**原文**
┏━━
ただ、脳の画像を見せられた時に、血管が映っていなかったり、その血管の映っていない側の脳は白く靄がかかったような状態になっていました。よくテレビで見る、アルツハイマーの人の脳のような状態になっていました。症状について聞かれると数週間前から手がピリピリすることがあって、少し待つと収まっていたということを話し始めました。お医者さんからは「その段階で病院に来たほうがよかったね~」などと話しをされました。その場で入院が決まり、最初はICUへの入院となりました。外食先に車を置きっぱなしだったので、主人と取りに伺うと私に隠していただけで、2か月程の間に4回ほど車をぶつけていたことが発覚しました。さらに自動車保険の手続きをしようとすると未加入だったことがわかりました。
┗━━
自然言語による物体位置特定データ
┏━━
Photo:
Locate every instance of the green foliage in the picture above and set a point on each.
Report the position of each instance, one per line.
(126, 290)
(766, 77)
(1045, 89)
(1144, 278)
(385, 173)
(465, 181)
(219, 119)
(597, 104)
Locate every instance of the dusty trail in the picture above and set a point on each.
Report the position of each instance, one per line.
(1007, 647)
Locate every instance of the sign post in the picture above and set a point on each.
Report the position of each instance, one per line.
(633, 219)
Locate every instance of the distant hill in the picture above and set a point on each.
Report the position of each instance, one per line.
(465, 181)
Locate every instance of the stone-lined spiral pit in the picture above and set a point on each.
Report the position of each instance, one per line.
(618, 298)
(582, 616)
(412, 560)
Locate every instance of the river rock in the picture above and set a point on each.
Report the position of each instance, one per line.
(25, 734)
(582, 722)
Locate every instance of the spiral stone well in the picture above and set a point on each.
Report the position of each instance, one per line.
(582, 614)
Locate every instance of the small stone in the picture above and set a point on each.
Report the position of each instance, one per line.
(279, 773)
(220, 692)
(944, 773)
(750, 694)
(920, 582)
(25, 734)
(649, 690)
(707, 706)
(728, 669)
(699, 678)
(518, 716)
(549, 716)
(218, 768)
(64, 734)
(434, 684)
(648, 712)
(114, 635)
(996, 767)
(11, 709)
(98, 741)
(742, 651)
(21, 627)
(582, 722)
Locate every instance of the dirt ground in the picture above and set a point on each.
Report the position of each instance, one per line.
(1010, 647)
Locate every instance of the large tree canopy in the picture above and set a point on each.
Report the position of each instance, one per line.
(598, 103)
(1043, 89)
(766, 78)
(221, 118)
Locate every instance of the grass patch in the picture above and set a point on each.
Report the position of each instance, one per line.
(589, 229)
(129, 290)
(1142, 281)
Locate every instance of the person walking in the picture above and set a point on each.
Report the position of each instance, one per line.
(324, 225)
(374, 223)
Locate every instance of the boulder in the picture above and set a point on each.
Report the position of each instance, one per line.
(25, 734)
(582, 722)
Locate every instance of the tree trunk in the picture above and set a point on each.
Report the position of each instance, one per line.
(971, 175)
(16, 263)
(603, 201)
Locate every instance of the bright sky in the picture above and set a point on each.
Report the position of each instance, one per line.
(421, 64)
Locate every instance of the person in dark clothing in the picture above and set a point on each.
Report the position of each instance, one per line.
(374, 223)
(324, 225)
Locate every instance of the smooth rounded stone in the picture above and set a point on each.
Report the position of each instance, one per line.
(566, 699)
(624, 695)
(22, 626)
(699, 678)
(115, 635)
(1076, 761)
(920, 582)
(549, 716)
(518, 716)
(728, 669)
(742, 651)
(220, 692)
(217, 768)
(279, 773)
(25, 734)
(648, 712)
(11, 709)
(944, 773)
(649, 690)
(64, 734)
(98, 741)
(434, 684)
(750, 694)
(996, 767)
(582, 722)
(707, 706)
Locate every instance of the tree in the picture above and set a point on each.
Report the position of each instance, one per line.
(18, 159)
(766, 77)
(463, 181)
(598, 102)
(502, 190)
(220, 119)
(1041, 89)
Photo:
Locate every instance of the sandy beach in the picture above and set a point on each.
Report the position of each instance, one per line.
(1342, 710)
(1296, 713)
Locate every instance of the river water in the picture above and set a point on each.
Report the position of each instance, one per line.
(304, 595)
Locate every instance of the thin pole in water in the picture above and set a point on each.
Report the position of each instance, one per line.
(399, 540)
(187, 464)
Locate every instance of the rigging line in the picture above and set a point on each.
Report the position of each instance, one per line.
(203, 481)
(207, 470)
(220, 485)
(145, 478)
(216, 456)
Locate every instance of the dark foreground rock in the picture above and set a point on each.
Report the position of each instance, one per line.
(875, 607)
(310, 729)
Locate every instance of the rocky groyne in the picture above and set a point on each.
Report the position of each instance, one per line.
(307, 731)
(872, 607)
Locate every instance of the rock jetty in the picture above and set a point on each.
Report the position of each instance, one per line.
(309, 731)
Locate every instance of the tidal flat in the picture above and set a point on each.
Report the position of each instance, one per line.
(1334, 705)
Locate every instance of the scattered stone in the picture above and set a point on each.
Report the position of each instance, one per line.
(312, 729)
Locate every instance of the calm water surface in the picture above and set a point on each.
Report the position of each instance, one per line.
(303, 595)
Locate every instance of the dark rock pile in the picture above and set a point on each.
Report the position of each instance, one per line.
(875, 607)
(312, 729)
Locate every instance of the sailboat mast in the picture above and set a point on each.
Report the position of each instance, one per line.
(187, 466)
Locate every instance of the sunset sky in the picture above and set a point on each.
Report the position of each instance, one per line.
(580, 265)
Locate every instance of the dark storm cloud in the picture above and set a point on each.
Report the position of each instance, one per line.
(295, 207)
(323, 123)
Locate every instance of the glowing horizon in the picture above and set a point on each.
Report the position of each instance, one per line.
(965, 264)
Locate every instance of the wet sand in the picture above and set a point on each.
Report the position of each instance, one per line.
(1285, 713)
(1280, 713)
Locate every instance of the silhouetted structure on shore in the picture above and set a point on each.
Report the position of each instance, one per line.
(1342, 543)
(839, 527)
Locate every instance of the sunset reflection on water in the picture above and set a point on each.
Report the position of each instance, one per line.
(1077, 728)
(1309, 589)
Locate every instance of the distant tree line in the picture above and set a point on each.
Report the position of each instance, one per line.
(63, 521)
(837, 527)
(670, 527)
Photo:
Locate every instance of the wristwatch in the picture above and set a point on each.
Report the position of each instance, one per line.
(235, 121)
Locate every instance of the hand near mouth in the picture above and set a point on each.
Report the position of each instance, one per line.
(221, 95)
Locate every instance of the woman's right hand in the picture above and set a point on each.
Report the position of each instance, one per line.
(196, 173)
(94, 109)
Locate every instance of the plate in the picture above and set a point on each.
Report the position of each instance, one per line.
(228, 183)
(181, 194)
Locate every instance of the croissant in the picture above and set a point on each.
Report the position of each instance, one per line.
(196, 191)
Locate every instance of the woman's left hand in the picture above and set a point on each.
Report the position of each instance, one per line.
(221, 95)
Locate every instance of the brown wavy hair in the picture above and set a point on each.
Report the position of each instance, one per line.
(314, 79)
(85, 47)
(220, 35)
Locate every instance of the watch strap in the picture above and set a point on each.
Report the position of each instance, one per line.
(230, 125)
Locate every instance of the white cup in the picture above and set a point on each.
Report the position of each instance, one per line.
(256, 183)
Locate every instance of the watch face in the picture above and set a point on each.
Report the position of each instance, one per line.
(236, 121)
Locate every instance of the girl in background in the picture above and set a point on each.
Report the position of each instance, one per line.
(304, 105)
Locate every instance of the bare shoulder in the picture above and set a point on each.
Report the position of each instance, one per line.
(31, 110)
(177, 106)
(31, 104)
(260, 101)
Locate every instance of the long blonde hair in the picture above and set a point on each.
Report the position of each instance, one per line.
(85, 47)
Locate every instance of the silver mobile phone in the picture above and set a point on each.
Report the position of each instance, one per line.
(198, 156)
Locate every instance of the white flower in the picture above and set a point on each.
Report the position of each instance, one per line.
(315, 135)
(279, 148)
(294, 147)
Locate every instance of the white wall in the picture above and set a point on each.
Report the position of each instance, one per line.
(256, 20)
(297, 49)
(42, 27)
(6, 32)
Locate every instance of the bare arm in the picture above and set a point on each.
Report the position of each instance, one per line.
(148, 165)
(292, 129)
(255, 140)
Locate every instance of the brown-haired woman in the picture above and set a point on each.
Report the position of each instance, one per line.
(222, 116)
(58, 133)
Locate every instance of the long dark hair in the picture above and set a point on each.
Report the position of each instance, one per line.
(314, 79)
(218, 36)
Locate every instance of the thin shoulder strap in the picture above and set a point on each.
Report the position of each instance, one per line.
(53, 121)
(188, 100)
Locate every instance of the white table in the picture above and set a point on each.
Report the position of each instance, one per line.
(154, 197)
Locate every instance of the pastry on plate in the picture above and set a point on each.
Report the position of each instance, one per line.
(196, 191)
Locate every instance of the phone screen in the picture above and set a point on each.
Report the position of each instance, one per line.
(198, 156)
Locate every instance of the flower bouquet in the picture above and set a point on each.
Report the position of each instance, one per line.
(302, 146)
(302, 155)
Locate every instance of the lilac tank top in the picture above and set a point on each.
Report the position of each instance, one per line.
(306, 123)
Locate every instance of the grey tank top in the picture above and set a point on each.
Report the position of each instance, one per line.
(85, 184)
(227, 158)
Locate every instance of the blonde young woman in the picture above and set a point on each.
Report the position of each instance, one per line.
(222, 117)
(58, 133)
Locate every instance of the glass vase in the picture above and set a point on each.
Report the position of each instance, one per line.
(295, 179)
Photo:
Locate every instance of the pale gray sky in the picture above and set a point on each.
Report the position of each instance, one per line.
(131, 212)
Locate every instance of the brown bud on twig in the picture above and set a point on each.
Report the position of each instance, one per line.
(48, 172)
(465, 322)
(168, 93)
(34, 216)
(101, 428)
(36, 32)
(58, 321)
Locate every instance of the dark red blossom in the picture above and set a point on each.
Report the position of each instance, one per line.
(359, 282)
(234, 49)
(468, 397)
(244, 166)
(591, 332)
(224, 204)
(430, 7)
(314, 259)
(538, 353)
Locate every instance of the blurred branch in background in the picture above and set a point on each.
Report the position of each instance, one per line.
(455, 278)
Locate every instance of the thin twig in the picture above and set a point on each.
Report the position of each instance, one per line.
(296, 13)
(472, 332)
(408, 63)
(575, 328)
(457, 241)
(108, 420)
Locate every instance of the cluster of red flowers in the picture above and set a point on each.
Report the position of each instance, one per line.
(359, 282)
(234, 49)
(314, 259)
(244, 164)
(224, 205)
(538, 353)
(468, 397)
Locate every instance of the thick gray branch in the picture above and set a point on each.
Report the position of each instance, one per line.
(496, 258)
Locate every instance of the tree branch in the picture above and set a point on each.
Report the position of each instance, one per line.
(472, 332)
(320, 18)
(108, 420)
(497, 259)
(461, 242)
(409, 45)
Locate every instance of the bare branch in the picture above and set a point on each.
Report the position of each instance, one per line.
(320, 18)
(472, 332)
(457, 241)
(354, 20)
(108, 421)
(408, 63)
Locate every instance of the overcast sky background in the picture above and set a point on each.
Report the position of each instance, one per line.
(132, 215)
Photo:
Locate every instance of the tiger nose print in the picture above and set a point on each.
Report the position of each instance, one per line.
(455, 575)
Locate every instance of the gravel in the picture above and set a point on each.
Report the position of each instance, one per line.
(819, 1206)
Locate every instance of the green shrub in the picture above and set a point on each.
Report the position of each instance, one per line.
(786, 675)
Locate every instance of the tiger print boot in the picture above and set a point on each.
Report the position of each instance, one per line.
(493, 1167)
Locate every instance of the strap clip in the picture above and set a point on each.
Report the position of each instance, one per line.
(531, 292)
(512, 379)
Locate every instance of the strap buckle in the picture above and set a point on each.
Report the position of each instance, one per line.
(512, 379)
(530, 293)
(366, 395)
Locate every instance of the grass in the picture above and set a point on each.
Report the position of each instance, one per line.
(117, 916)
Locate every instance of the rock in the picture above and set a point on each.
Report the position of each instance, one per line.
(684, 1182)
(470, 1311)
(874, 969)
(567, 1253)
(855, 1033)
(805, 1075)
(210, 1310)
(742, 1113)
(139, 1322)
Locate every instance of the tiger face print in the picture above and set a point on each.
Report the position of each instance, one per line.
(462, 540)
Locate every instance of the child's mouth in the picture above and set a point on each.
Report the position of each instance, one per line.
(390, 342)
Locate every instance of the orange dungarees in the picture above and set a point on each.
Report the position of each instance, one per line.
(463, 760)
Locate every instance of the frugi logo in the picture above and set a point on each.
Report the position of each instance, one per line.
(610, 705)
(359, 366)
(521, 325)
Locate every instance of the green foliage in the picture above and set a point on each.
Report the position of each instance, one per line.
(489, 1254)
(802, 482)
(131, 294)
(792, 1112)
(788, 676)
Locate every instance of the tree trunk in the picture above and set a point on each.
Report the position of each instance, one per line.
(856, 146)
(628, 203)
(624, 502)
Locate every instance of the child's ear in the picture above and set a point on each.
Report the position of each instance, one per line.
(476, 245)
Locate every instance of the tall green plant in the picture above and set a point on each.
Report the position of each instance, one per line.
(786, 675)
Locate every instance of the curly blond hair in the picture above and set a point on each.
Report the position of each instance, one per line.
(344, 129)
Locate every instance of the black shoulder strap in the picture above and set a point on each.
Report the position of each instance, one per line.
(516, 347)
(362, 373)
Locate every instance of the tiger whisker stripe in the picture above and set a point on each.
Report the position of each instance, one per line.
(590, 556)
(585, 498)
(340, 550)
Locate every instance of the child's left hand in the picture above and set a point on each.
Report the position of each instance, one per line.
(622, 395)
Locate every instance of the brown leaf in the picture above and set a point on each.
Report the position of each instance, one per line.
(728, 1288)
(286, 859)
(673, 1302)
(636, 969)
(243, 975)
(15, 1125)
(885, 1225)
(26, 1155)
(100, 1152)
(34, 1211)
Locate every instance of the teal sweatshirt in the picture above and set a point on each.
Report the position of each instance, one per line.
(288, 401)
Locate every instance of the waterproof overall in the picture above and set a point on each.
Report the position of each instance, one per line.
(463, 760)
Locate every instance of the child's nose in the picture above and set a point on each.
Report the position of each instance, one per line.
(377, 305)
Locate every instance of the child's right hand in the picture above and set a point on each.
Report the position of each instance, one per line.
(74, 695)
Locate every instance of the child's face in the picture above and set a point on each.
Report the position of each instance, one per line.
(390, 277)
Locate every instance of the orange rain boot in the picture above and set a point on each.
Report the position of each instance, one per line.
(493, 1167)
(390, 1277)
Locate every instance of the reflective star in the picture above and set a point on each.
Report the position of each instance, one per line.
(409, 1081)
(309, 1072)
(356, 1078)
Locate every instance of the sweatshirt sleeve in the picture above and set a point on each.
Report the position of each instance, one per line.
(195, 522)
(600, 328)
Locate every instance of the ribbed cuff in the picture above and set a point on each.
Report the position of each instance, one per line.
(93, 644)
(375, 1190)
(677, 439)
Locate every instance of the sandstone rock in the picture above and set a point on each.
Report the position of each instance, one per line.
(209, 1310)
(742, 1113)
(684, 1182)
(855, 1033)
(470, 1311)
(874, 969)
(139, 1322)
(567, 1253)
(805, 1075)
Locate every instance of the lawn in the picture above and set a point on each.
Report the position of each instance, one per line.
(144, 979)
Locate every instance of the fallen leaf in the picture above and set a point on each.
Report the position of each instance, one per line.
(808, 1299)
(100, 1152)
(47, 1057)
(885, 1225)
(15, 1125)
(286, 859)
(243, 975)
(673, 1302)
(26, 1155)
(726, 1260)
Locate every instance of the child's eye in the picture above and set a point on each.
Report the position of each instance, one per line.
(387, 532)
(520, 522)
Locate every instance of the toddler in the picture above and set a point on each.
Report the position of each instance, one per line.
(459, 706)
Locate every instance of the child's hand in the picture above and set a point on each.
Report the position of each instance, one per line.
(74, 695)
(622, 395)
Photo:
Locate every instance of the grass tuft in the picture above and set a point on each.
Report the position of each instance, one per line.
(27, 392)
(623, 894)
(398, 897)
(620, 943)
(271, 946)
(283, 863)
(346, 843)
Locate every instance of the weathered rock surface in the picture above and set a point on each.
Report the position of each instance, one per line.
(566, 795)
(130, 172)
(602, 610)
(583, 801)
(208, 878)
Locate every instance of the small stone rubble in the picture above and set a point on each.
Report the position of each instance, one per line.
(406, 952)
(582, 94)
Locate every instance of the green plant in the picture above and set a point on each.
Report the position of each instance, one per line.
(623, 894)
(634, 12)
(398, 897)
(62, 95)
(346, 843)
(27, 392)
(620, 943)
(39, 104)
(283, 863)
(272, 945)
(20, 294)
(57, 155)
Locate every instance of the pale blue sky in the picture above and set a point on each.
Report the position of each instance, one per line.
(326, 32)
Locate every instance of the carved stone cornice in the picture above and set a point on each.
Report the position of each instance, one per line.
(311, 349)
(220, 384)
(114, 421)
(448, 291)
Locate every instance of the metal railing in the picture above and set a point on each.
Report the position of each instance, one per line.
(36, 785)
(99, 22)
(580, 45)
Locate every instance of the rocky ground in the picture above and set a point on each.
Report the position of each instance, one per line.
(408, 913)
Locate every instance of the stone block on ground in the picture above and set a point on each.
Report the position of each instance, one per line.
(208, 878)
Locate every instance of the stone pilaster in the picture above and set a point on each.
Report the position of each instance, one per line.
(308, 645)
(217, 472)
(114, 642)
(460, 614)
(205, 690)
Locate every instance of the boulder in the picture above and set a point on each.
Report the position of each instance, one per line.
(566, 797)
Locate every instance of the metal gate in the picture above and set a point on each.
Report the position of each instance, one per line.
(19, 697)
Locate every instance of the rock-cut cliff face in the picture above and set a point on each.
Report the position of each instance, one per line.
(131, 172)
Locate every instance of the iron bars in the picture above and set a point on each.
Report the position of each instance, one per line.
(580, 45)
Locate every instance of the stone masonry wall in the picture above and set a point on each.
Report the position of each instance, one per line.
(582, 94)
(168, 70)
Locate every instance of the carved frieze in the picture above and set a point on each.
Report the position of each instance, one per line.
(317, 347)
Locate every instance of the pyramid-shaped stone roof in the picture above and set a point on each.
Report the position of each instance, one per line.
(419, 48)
┗━━
**作業内容**
入院の経緯を語る原文から、「ただ、脳の画像を見せられた時」を含む箇所で書き始め、「入だったことがわかりました。」の後で止めて、一字一句変えずに書き写してください。 本文だけを手がかりにしてください。

**解答例**
ただ、脳の画像を見せられた時に、血管が映っていなかったり、その血管の映っていない側の脳は白く靄がかかったような状態になっていました。よくテレビで見る、アルツハイマーの人の脳のような状態になっていました。症状について聞かれると数週間前から手がピリピリすることがあって、少し待つと収まっていたということを話し始めました。お医者さんからは「その段階で病院に来たほうがよかったね~」などと話しをされました。その場で入院が決まり、最初はICUへの入院となりました。外食先に車を置きっぱなしだったので、主人と取りに伺うと私に隠していただけで、2か月程の間に4回ほど車をぶつけていたことが発覚しました。さらに自動車保険の手続きをしようとすると未加入だったことがわかりました。